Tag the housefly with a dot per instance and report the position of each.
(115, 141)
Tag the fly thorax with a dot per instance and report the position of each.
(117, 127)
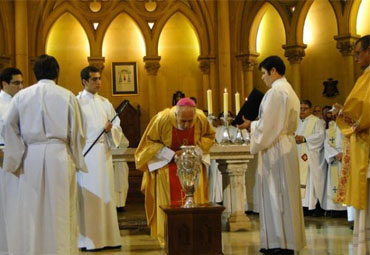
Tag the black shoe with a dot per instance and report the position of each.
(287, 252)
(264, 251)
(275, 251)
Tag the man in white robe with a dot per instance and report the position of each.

---

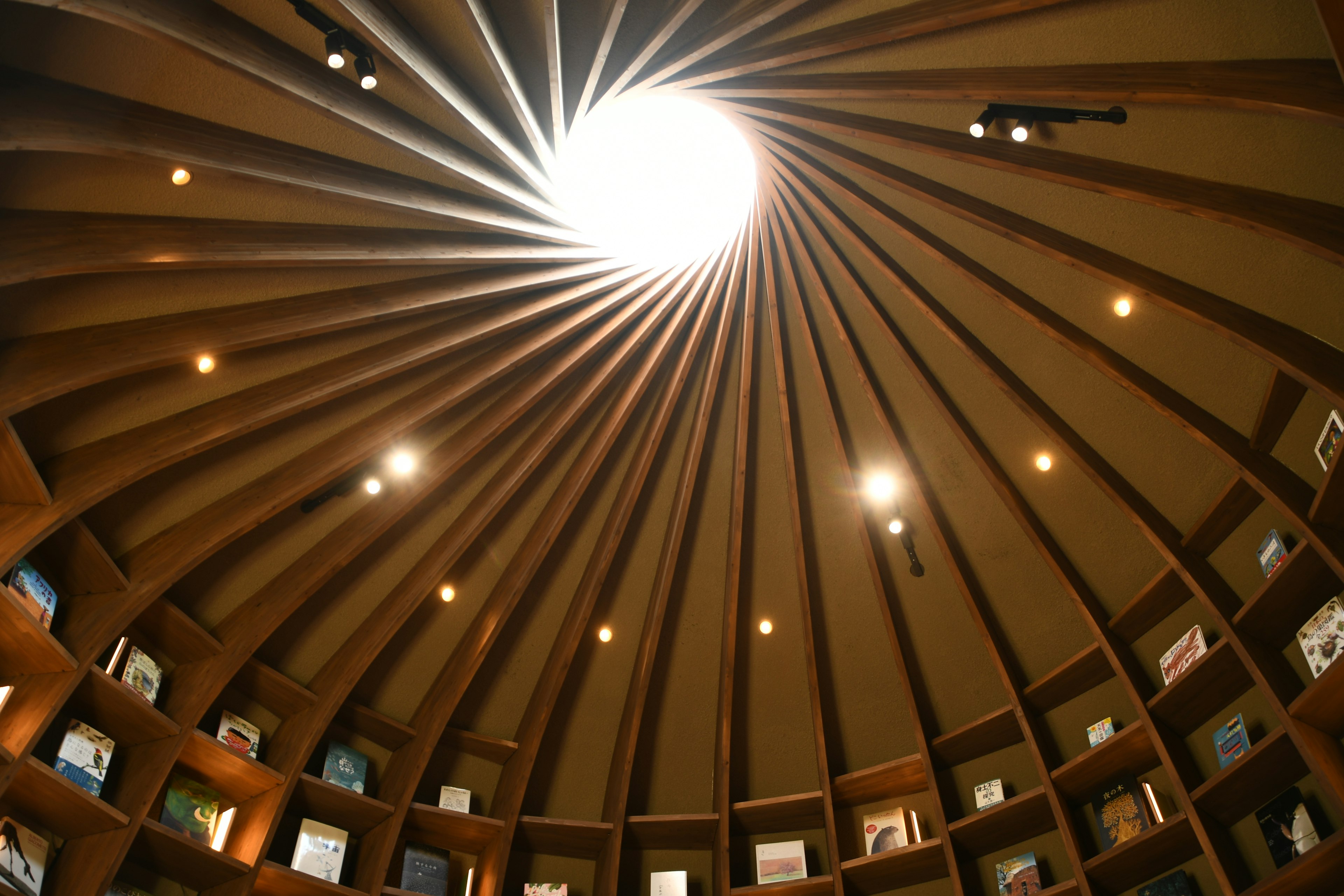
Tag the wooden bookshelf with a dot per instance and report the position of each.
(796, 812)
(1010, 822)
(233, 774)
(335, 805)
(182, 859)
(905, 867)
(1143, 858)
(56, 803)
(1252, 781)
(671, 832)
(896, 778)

> **YOUR GOAL**
Find each line in the records above that contains the word "instance" and copy those lines.

> **TASK SOLUTION**
Tag the housefly with a dot per instance and report the position of each.
Tag the fly thorax with a dot per instance and report the position of each.
Tag the black shoe with a dot per instance and report the position of each.
Tag the man in white robe with a dot per instance and report the position of each.
Tag the wooden bookshelf with a dot per instance and report the position of each.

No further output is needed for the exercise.